- [EXERCISE DIRECTIONS] According to the page excerpt on UK CVs, what is the general rule for the length of a UK CV?

___ PAGE EXCERPT

UK CVs take a bit of a different format than a US resume, and the general rule for them (that I've experienced over the last ten years) is to keep it to two pages.

My own first has a brief paragraph of info about me, who I am and where I want to be.

Then my most recent/relevant employment history along with any notable achievements or responsibilities for each.

Then any relevant education, typically the university I went to along with the overall course grade and modules. This becomes less important as the length of your career increases though. If you've been a professional developer for 10 years or more, an employer likely won't care what class your university degree was.

Lastly people advise including a very brief section for references, but personally I just make it known that they are available on request.

Most people receive resumes in a digital format these days, you can trick them into thinking that your resume is one page very easily by producing a PDF that is 15 inches long for instance. This technicality got me through to an interview at a company that specifically requested a one-page resume.

______
___ DATASET ENTRIES

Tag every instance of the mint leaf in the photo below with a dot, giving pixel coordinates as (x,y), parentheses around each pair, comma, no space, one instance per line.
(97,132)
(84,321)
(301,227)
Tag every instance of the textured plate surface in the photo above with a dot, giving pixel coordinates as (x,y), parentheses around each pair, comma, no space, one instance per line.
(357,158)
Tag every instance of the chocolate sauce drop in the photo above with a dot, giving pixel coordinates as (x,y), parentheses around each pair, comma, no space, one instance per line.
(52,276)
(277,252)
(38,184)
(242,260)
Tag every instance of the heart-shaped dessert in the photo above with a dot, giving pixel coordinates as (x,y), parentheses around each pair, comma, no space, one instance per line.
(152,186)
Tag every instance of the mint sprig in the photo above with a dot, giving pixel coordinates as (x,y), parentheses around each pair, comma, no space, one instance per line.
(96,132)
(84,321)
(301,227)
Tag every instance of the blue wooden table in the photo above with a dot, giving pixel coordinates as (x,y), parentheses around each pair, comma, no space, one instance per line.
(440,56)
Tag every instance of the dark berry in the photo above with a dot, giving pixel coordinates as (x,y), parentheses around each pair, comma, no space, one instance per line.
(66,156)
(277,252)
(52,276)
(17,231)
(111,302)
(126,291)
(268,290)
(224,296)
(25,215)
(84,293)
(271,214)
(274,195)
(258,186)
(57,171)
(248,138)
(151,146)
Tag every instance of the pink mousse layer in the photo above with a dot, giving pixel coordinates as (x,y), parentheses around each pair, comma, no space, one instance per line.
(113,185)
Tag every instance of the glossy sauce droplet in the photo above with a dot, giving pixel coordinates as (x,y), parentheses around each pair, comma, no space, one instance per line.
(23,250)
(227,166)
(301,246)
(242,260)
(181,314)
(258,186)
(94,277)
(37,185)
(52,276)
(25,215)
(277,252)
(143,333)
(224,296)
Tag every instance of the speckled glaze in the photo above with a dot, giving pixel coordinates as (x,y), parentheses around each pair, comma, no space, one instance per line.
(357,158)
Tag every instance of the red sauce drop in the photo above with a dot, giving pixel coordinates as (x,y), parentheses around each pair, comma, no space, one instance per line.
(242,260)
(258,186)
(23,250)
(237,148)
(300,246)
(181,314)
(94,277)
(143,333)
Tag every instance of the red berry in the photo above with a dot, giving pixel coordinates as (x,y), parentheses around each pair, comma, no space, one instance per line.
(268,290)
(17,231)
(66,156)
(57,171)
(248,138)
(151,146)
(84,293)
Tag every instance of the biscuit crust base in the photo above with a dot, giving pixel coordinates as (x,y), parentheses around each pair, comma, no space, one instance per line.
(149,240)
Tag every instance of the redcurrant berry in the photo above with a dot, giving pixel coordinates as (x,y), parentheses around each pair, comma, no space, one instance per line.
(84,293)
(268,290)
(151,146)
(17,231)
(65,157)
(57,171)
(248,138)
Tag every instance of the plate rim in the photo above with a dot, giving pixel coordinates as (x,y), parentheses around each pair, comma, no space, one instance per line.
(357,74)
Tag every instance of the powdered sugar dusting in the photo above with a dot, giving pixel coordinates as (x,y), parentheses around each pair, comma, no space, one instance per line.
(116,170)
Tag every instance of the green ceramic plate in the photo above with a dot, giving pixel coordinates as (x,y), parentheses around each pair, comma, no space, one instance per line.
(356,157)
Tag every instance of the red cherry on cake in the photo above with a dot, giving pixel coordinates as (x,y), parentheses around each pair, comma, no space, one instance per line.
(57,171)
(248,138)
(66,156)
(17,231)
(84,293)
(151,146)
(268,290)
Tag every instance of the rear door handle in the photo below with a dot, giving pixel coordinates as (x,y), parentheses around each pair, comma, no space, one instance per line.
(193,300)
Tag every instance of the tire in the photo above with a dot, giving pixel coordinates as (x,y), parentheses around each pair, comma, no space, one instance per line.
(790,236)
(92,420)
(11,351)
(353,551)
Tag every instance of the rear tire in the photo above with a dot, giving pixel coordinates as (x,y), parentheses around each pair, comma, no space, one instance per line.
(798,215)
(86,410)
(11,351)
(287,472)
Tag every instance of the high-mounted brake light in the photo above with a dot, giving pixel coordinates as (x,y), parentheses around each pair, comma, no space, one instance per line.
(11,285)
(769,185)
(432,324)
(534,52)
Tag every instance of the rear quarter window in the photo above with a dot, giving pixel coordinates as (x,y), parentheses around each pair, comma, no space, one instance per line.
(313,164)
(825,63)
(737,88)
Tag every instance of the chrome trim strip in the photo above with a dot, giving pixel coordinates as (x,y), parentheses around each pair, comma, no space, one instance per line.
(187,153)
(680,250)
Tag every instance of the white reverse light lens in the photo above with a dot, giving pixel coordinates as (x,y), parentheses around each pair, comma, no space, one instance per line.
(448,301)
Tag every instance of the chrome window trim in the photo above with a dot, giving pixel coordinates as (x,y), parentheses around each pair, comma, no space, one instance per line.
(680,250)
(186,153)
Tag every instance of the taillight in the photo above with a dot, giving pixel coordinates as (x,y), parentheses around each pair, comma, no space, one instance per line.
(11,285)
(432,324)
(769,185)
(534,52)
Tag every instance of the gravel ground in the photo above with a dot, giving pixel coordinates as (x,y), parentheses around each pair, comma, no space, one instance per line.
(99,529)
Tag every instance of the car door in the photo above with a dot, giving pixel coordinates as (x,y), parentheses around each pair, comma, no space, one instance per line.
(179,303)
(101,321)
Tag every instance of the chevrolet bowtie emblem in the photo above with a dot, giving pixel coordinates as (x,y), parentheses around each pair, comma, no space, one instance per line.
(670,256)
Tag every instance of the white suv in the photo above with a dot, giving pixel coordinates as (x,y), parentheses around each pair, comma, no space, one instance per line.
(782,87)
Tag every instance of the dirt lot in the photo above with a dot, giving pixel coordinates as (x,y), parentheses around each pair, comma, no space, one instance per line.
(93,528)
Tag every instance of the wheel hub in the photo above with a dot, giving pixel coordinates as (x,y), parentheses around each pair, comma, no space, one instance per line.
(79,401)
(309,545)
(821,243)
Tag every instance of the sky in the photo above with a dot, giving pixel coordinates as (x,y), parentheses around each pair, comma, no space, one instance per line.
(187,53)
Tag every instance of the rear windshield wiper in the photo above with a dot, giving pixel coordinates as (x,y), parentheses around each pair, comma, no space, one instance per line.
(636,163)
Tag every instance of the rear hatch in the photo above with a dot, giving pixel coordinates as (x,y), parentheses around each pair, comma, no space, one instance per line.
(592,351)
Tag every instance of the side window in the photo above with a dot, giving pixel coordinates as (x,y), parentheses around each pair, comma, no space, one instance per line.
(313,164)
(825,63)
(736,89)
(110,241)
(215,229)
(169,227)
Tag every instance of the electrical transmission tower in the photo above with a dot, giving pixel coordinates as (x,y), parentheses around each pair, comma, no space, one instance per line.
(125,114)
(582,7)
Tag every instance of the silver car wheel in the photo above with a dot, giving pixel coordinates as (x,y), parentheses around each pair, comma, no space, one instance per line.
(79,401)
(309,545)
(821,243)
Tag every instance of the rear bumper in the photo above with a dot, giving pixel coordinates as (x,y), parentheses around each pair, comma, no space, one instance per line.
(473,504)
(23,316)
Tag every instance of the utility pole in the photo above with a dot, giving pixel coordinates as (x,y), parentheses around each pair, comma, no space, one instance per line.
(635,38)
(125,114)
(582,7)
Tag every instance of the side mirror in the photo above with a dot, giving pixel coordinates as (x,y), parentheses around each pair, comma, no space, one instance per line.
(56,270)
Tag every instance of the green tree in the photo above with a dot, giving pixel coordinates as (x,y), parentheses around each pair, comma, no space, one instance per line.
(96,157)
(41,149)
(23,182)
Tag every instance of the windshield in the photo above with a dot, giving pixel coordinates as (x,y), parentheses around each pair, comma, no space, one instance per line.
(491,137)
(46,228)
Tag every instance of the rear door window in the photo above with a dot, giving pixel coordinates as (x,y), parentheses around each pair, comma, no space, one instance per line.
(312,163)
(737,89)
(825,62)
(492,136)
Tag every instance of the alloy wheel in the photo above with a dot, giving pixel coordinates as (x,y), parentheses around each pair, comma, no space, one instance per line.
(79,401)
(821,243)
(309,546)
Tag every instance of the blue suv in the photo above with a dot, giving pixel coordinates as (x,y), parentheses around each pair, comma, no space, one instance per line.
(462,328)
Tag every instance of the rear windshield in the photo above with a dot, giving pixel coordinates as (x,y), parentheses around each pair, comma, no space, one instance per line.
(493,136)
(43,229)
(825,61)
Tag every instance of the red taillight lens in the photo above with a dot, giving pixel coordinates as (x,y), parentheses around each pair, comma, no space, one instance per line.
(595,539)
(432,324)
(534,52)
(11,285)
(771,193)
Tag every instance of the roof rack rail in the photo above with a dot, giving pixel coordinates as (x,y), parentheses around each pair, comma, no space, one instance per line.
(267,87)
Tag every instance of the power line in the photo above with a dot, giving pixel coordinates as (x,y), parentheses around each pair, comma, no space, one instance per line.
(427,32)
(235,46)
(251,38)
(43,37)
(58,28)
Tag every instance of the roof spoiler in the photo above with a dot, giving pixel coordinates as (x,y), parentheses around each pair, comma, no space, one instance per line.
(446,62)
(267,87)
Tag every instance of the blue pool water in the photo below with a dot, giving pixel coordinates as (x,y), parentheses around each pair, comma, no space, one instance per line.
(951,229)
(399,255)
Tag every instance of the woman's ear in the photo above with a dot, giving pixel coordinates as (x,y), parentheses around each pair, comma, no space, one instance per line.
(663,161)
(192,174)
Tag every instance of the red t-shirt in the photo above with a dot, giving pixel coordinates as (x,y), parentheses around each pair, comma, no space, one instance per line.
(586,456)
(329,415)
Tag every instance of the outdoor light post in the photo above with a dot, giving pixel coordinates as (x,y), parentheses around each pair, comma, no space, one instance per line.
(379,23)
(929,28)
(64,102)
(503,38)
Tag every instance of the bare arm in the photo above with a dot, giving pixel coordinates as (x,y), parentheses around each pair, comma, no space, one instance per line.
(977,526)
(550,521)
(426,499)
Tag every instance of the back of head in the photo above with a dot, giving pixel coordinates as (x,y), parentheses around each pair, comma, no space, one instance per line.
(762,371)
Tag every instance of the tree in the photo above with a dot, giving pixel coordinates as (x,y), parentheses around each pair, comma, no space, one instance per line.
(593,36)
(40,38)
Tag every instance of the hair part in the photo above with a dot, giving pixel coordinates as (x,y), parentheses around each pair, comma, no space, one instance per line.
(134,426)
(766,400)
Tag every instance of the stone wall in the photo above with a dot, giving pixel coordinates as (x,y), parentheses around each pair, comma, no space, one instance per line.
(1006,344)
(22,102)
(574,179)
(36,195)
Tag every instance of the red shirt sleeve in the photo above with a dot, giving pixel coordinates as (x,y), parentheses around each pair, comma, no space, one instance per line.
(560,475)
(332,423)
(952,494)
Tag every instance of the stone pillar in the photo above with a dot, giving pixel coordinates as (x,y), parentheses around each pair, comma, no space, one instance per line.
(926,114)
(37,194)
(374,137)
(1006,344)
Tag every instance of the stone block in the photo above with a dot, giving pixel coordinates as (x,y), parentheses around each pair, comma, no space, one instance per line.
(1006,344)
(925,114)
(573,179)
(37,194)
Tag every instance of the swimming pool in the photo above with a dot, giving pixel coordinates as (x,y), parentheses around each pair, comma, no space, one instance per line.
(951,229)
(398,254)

______

- [WRITTEN SOLUTION] Keep it to two pages.